- [DIRECTIONS]:
Reproduce the lines below, changing every occurrence of "pin" to "marker" and leaving everything else unchanged.
------ DATA ROWS
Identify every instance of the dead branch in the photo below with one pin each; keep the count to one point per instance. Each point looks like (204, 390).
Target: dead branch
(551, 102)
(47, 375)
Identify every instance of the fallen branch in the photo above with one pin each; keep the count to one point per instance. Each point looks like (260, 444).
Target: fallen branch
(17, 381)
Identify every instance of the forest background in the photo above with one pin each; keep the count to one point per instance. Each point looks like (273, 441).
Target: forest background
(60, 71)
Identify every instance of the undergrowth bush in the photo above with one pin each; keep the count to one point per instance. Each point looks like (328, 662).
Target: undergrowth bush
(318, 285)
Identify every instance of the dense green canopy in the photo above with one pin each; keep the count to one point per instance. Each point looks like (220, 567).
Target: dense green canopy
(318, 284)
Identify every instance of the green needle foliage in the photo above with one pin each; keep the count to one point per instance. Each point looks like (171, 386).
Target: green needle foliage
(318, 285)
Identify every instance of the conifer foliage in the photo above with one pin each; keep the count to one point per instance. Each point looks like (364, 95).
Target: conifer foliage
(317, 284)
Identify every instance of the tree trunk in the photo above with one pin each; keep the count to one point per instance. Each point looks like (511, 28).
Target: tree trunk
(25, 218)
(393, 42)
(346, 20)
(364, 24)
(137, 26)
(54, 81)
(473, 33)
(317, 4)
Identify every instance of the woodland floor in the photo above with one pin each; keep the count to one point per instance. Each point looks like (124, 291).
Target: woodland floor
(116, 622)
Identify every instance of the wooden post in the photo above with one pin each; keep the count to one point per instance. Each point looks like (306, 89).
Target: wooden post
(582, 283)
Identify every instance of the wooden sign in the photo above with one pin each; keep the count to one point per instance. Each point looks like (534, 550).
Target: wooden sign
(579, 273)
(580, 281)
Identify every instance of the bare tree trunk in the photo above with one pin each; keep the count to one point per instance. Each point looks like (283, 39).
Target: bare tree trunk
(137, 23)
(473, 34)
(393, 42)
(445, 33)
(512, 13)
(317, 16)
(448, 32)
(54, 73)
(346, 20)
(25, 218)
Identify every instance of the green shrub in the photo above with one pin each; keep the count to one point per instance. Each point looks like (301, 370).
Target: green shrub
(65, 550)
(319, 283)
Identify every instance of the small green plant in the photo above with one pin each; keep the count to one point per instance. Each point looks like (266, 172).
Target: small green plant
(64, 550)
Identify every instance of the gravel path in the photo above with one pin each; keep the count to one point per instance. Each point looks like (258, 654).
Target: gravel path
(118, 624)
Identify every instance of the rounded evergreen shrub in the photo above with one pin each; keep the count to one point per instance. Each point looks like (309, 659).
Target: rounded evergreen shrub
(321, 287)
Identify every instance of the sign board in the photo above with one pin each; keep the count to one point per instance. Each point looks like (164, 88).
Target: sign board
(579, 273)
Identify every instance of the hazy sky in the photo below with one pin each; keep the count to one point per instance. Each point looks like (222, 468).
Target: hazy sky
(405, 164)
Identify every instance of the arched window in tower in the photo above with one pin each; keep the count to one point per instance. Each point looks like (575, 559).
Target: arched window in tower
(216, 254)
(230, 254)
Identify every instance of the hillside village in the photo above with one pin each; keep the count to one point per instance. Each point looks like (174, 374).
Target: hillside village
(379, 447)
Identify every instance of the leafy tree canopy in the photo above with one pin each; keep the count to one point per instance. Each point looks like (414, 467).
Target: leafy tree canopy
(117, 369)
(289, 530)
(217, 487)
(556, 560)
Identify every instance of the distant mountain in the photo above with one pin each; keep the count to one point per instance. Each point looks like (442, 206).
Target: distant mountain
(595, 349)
------------
- [RESULT BELOW]:
Identify every instance of the dead branch in the photo below with one marker each; keep the count to one point per instance. Each point looks like (204, 390).
Target: dead branch
(551, 102)
(47, 375)
Identify every instance of the fallen branch in the photo above with one marker each; keep the count to one point per instance. Each point looks like (260, 444).
Target: fallen branch
(17, 381)
Identify every instance of the forest background in the photo above with one marker each; keep the count to one point per instance. Each point looks like (273, 441).
Target: forest background
(60, 71)
Identify every instance of the undergrowth bush in the photo above with one marker each; keep the count to one point per instance. Each point looks like (328, 662).
Target: undergrowth bush
(318, 285)
Identify every instance of the dense green canopy in the photo above with one marker each; keep the count to one point per instance. Each point looks like (220, 567).
Target: dense green canopy
(318, 284)
Identify every instance of the green needle foliage in the photo above with one marker each; keep the count to one point per instance. Each point looks like (171, 386).
Target: green needle foliage
(318, 285)
Identify every instance of the conifer foliage in the photo above with one marker each; keep the count to one point per instance. Each point looks like (364, 95).
Target: conifer foliage
(317, 284)
Identify every instance of the tree trunk in the photo above with one marker each; keep the count to one point per instance. Each point looks like (511, 28).
Target: tree trunk
(25, 218)
(393, 42)
(346, 20)
(364, 24)
(137, 26)
(54, 81)
(473, 33)
(317, 4)
Identify every instance of the woodland floor in the photo above with one marker each; keep the count to one point per instance. Each point looks like (124, 291).
Target: woodland floor
(116, 622)
Identify every instance of the wooden post in the photo above with one marker each; keep the count to one point per instance. Each point looks like (306, 89).
Target: wooden post
(582, 283)
Identify every instance of the wooden sign in the photo above with one marker each; keep the count to one point per instance. Each point looks like (534, 550).
Target: wooden sign
(579, 273)
(580, 281)
Identify every instance of the bare tree trunk in the photo above with one marker each; keep the count to one point per instance. Each point looks like (283, 39).
Target: bare tree trunk
(137, 23)
(473, 34)
(393, 42)
(445, 33)
(512, 13)
(317, 16)
(448, 32)
(54, 73)
(346, 20)
(25, 218)
Identify every instance of the green shrub in the photo above with one marker each; keep the count to one point per instance. Each point looks like (301, 370).
Target: green shrub
(65, 550)
(319, 283)
Identify every instance of the small green plant in the photo above with one marker each; keep the count to one point per instance. Each point looks like (266, 172).
Target: small green plant
(64, 550)
Identify every instance of the gravel path in the photo above with one marker each; keep the count to one point per instance. Each point looks like (258, 654).
Target: gravel path
(118, 624)
Identify every instance of the rounded evergreen shrub in the photo above with one marker each; keep the count to one point per instance. Each point looks like (309, 659).
Target: rounded evergreen shrub
(321, 287)
Identify every instance of the sign board in the photo above with one marker each; keep the count to one point per instance. Each point looks like (164, 88).
Target: sign board
(579, 273)
Identify every instance of the hazy sky in the photo below with one marker each; keep the count to one point per instance. Each point looks like (222, 468).
Target: hazy sky
(405, 164)
Identify every instance of the arched window in tower in the photo above with one marker each; keep the count to one point per instance. Each point looks like (575, 559).
Target: arched window in tower
(216, 254)
(230, 254)
Identify every instance of the hillside village in the photo above with one marker each; keep the count to one point per instance. Each point looks like (174, 374).
Target: hillside village
(379, 447)
Identify every instance of the leafy tree canopy in the photo above with one marker each; keep the count to one point per instance. Each point looks like (414, 467).
Target: leafy tree canopy
(117, 369)
(289, 530)
(217, 487)
(556, 560)
Identify every instance of the distant mountain in the photo above with one marker each; keep the count to one point per instance. Each point looks like (442, 206).
Target: distant mountain
(595, 349)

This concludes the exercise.